▸ **과제**: 아래 항목에서 "face"라는 단어가 들어 있는 줄을 모두 골라 옮겨 적으세요.

▸ **제공된 항목**:
⁂
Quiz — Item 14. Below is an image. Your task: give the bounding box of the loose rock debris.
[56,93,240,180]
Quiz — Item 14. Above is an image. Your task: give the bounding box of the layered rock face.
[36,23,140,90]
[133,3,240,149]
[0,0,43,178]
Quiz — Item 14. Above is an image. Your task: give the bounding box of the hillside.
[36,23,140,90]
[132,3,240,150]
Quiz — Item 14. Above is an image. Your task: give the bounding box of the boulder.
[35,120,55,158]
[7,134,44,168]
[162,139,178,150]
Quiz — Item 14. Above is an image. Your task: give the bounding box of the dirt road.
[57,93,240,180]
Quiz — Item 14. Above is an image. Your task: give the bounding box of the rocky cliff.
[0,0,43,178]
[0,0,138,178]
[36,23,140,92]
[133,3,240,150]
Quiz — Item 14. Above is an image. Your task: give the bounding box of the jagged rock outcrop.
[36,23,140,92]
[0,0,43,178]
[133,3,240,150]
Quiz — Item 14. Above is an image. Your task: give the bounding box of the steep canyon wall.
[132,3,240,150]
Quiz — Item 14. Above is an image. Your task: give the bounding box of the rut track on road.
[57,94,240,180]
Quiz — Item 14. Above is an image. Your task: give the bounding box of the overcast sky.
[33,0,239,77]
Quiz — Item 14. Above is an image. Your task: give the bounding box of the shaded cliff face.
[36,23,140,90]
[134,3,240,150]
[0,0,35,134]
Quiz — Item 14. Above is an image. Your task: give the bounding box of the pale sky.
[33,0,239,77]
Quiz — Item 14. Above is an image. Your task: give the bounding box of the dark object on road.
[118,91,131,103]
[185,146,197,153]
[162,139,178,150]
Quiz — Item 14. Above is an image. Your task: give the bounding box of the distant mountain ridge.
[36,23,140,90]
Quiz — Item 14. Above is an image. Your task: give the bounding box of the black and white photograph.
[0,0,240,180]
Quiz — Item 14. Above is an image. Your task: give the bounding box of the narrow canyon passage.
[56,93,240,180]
⁂
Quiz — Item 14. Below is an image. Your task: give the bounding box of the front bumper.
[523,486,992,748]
⁂
▸ **작업 결과**:
Quiz — Item 14. Above is an image. Your task: give the bounding box of the layered rock face.
Quiz — Item 14. Above is an image. Your task: give the bounding box of the shaded cliff face.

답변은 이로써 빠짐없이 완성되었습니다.